— DATA SUPPLIED —

============

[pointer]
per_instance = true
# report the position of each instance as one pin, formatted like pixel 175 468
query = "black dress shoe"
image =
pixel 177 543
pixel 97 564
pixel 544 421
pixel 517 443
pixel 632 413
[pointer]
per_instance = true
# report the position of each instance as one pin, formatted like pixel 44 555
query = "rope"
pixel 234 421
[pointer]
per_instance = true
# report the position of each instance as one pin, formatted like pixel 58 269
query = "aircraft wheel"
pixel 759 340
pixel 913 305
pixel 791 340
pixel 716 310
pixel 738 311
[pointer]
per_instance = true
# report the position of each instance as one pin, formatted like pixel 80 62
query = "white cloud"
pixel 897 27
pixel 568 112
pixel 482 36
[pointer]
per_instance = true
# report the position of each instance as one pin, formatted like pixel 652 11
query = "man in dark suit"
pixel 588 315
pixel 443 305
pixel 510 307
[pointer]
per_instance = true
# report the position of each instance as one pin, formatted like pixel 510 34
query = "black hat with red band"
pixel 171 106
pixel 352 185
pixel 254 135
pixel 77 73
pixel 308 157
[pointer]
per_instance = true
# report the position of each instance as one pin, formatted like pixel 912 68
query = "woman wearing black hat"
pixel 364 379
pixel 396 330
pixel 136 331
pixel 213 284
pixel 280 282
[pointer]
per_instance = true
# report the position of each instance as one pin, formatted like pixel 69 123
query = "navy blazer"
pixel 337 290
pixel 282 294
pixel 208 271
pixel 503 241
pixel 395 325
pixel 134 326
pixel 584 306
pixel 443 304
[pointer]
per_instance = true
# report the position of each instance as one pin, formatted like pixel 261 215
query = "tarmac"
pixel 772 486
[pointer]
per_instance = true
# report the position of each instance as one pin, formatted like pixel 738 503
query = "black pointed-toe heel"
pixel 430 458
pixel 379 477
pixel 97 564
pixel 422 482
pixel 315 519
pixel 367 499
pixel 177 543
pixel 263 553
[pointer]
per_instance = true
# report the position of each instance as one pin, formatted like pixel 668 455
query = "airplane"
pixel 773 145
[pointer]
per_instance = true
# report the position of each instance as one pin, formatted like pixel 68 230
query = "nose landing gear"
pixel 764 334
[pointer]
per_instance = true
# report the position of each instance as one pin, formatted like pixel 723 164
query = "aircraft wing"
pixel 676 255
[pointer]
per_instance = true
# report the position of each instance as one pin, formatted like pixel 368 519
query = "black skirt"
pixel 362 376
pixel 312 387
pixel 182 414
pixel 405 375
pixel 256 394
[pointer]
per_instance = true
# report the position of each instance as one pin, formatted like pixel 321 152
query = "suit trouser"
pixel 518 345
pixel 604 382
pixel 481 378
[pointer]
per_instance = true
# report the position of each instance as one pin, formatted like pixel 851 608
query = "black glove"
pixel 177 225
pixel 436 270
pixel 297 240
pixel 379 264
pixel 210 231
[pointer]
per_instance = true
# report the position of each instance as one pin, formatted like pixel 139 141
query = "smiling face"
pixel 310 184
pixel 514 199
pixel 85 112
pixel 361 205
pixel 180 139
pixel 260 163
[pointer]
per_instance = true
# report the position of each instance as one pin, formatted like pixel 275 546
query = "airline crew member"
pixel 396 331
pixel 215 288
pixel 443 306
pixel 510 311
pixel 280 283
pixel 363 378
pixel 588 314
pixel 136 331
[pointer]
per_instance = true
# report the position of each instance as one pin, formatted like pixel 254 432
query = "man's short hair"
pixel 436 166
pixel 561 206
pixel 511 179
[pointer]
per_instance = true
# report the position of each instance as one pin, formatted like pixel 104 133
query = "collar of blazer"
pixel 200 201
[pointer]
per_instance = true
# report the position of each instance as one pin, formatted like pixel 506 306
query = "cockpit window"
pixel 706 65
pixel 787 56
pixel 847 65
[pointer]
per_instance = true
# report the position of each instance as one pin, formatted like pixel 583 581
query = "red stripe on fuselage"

============

— DESCRIPTION OF THE TASK —
Collect each line of the records above that includes the word "blazer", and copy those lines unchanged.

— FINISHED EXERCISE —
query = "navy blazer"
query = "collar of blazer"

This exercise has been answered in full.